## PASSAGE FOR REVIEW
(Note: This is my fifth post under the auspices of the nurse blogger scholarship which I recently received from Value Care, Value Nurses.)
A San Diego fertility clinic that refused to provide artificial insemination to a lesbian woman based on her sexual orientation has tasted defeat at the hands of the California Supreme Court.
Guadalupe Benitez was denied insemination by two doctors at the North Coast Women's Care in Vista, California, after being told by the doctors in question that their Christian values would not allow them to artificially inseminate a lesbian. In later testimony, the doctors stated that they simply would not perform the procedure for any woman who was unmarried, despite her sexual orientation.
While a state appeals court did indeed rule in favor of the doctors' rights to refuse to treat based on sexual orientation or marital status, the California Supreme Court overturned that ruling by citing The Unruh Civil Rights Act, which prohibits discrimination by any business---including medical facilities---based on gender, sexual orientation, religion, and many other protected categories.
An editorial in the Los Angeles Times praises the decision, while also citing disturbing statistics that many states actually have legislation in place protecting doctors' rights to deny patients treatments or services that they find "religiously objectionable". The LA Times also shares the results of recent studies revealing that 14% of doctors polled stated that they would deny certain treatments to certain individuals while refusing to provide viable alternatives or referrals for such care, if confronted with a situation at odds with their religious convictions.

## LISTED ENTRIES
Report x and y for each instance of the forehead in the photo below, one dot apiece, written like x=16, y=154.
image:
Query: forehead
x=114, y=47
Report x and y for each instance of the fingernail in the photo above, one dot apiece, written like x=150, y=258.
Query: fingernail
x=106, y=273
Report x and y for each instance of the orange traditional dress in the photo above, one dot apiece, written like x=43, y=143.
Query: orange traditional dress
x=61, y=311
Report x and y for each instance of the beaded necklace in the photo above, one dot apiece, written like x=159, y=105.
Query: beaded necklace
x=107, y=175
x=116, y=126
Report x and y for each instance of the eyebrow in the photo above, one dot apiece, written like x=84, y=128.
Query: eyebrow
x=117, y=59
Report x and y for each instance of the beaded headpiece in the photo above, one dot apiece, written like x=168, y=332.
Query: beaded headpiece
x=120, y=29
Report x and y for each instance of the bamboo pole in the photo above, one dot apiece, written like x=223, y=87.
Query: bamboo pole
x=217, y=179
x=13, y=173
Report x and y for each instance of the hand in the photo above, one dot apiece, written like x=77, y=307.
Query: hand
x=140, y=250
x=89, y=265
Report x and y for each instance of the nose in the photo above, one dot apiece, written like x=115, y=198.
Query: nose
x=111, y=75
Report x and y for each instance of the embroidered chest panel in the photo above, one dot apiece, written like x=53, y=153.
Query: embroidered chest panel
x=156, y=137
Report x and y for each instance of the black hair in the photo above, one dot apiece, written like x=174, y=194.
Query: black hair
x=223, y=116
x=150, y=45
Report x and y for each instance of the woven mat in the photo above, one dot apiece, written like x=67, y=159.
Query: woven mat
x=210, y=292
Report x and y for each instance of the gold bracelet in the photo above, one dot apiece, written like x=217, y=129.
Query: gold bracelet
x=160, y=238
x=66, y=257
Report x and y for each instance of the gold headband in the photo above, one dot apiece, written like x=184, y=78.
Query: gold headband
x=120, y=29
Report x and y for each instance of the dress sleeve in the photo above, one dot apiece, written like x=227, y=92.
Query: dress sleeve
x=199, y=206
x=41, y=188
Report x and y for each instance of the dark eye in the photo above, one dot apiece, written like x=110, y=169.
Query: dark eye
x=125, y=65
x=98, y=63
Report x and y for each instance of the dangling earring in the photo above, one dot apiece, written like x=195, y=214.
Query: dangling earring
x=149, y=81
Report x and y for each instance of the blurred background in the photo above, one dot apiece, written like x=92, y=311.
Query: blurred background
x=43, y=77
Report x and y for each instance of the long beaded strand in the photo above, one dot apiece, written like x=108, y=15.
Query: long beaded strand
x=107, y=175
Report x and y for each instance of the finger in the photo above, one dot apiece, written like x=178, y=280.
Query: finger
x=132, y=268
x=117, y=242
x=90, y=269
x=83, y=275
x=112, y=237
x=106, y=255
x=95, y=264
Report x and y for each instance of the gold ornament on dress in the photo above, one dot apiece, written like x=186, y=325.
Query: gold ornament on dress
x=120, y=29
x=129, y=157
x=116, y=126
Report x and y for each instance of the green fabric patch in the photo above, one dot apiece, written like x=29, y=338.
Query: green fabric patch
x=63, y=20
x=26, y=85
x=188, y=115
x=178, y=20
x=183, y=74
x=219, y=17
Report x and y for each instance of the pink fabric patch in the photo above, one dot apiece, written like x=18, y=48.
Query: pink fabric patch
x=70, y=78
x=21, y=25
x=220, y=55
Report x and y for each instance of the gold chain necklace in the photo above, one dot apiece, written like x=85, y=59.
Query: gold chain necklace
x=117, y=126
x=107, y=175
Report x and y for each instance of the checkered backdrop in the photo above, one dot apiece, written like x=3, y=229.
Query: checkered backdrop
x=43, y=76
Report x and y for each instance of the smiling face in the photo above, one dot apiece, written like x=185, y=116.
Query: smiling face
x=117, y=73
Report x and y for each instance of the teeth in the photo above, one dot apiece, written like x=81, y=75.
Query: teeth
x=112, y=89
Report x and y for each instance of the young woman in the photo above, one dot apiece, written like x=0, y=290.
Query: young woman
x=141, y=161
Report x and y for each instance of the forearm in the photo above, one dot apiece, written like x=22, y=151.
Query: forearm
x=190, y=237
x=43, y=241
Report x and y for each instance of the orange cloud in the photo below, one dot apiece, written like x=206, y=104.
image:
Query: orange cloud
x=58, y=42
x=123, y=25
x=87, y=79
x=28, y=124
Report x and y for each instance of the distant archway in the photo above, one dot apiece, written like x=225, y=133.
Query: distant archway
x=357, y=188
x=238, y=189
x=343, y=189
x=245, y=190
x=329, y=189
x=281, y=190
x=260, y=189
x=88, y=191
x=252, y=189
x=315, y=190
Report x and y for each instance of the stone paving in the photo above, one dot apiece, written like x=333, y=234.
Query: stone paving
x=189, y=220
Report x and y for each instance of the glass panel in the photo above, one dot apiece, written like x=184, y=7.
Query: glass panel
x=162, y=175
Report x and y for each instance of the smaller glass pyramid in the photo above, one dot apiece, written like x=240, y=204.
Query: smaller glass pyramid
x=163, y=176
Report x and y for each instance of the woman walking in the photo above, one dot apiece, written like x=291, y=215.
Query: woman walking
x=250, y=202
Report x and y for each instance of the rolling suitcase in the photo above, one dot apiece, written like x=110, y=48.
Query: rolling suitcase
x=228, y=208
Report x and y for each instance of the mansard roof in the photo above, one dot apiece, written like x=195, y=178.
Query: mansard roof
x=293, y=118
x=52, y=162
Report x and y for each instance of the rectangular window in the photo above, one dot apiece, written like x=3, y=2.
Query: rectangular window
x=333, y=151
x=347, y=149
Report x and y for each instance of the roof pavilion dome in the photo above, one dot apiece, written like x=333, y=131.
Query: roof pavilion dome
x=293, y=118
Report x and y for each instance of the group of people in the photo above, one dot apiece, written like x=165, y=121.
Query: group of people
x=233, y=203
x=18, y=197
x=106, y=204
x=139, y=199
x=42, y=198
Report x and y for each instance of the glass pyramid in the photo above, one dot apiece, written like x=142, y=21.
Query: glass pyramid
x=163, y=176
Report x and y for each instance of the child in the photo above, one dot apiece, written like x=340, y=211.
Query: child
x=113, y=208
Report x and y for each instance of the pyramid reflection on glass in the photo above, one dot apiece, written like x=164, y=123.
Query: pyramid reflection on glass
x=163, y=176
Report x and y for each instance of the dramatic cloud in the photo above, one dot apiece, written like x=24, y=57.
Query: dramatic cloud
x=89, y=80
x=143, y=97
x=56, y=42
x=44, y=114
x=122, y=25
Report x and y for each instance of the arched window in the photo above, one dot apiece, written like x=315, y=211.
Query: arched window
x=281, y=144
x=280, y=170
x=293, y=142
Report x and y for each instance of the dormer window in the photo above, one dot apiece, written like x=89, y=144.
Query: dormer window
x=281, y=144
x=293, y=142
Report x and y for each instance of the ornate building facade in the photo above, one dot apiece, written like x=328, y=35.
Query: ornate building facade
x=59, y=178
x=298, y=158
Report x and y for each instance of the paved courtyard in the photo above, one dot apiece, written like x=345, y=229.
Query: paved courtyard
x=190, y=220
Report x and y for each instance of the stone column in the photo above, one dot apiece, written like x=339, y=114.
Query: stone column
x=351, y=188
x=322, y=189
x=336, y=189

## WORK ITEM
In the post about the fertility clinic ruling, what law did the California Supreme Court cite when it overturned the state appeals court's decision? The records have no role in this exercise.

## TASK RESPONSE
The Unruh Civil Rights Act.